Document text
------------------------
Salut/Hi Vincent,
le/on Tue, 05 Oct 2004 03:54:07 GMT, tu disais/you said:-
>"Mike Tommasi" wrote in message
>
>> Cheese is about as broad a category as wine. Be aware that 99% of red
>> wine and cheese matches would be improved by using white wine instead.
>> Most cheese do not go well with red wine.
>
>What is the cheese that would be in the remaining 1%?
I've answered these questions in my comment on Dale's article.
>What is the best cheese for red wine?
>If too broad, what is the best cheese for Bordeaux?
>If still too broad, what is the best cheese for 1995 Ducru Beaucaillou?
>(that question is not meant to be silly, though sounds like it. Is it?)
A little bit!! Though I did once hear "the world's best sommelier 1999", I
think, it was, claim that THE perfect cheese for the Szepsy 1991 6 putts was
a Bleu des Causses made by the cheesery "Beulet". I think that's pretty
pretentious, but then I don't have either his palate nor his breadth of
tasting experience..
I guess that if you were to see "perfect" matches, you would probably
parallel increasing limitation of the wine with increasing precision of
cheese.
Thus.
Red wine <> hard cheese (HUGE but reasonably valid geralisation)
Northern Red Rhone <> Parmesan style
Crozes Hermitage <> 2 year old Parmigiano-Reggiano
Jaboulet Hermitage La Chapelle 1962 <> A specific Stravecchione Parmigiani
Reggiano.
But to be able to make that kind of precision, you would need either to have
specialised for years, or to have stumbled on it by complete luck, I guess.
------------------------
Supplied entries
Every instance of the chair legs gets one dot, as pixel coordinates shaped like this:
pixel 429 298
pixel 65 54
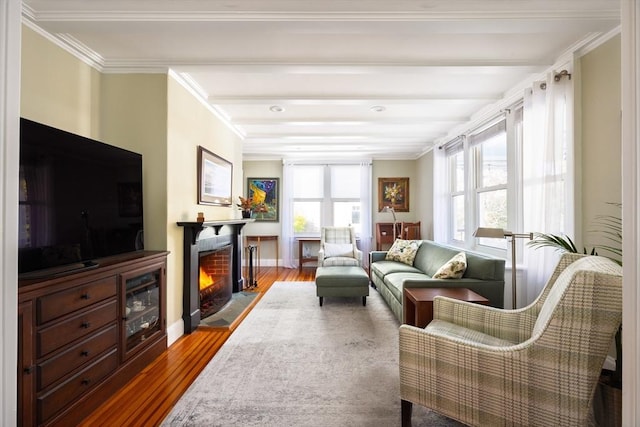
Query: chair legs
pixel 406 408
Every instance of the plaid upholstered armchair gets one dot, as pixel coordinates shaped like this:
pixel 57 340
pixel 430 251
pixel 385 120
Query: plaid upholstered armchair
pixel 338 247
pixel 535 366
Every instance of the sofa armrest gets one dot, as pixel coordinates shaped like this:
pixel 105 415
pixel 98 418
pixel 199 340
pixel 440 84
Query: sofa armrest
pixel 509 325
pixel 358 254
pixel 321 256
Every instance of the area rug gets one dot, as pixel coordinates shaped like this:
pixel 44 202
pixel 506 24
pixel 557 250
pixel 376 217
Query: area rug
pixel 293 363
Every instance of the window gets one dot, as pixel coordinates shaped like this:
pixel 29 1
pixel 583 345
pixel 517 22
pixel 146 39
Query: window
pixel 489 149
pixel 478 181
pixel 325 195
pixel 455 154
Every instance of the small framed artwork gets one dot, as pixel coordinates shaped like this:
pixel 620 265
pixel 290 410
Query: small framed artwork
pixel 393 192
pixel 264 198
pixel 214 179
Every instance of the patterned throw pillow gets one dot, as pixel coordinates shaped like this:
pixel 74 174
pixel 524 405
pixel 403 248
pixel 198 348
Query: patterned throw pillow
pixel 403 251
pixel 454 268
pixel 338 249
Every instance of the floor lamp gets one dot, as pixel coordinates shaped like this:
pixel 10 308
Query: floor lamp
pixel 393 211
pixel 499 233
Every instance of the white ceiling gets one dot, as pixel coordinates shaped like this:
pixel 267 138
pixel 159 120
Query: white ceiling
pixel 432 65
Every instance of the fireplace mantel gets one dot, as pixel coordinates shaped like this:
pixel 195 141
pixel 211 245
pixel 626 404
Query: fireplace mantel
pixel 191 248
pixel 197 227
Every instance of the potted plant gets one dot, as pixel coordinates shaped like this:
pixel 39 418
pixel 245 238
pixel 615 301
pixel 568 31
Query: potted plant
pixel 245 205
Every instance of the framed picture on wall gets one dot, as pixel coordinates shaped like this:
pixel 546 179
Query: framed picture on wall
pixel 393 192
pixel 264 196
pixel 214 179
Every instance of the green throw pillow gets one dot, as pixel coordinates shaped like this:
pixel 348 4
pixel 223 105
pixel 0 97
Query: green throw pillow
pixel 403 251
pixel 454 268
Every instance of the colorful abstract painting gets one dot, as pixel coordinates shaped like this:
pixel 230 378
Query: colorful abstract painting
pixel 264 195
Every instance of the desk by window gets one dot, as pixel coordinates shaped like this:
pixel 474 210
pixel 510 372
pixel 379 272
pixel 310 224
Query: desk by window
pixel 261 238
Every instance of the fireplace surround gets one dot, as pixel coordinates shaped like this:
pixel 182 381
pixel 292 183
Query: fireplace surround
pixel 218 234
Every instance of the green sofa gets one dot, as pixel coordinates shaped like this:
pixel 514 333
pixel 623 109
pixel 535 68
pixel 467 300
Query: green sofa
pixel 484 274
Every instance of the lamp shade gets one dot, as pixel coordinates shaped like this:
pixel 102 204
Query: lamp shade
pixel 494 233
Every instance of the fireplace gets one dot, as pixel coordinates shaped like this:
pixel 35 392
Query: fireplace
pixel 214 280
pixel 204 238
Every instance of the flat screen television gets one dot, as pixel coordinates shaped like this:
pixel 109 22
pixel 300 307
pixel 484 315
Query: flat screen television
pixel 80 200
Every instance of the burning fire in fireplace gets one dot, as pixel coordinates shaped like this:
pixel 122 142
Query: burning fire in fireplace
pixel 214 281
pixel 205 279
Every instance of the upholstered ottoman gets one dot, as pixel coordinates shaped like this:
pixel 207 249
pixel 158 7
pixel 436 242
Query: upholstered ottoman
pixel 342 281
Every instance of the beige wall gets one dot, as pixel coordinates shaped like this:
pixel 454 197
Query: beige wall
------------------------
Set exercise
Reproduce the passage of the wine and cheese message starting with "Red wine <>" and going on through "luck, I guess.".

Written response
Red wine <> hard cheese (HUGE but reasonably valid geralisation)
Northern Red Rhone <> Parmesan style
Crozes Hermitage <> 2 year old Parmigiano-Reggiano
Jaboulet Hermitage La Chapelle 1962 <> A specific Stravecchione Parmigiani
Reggiano.
But to be able to make that kind of precision, you would need either to have
specialised for years, or to have stumbled on it by complete luck, I guess.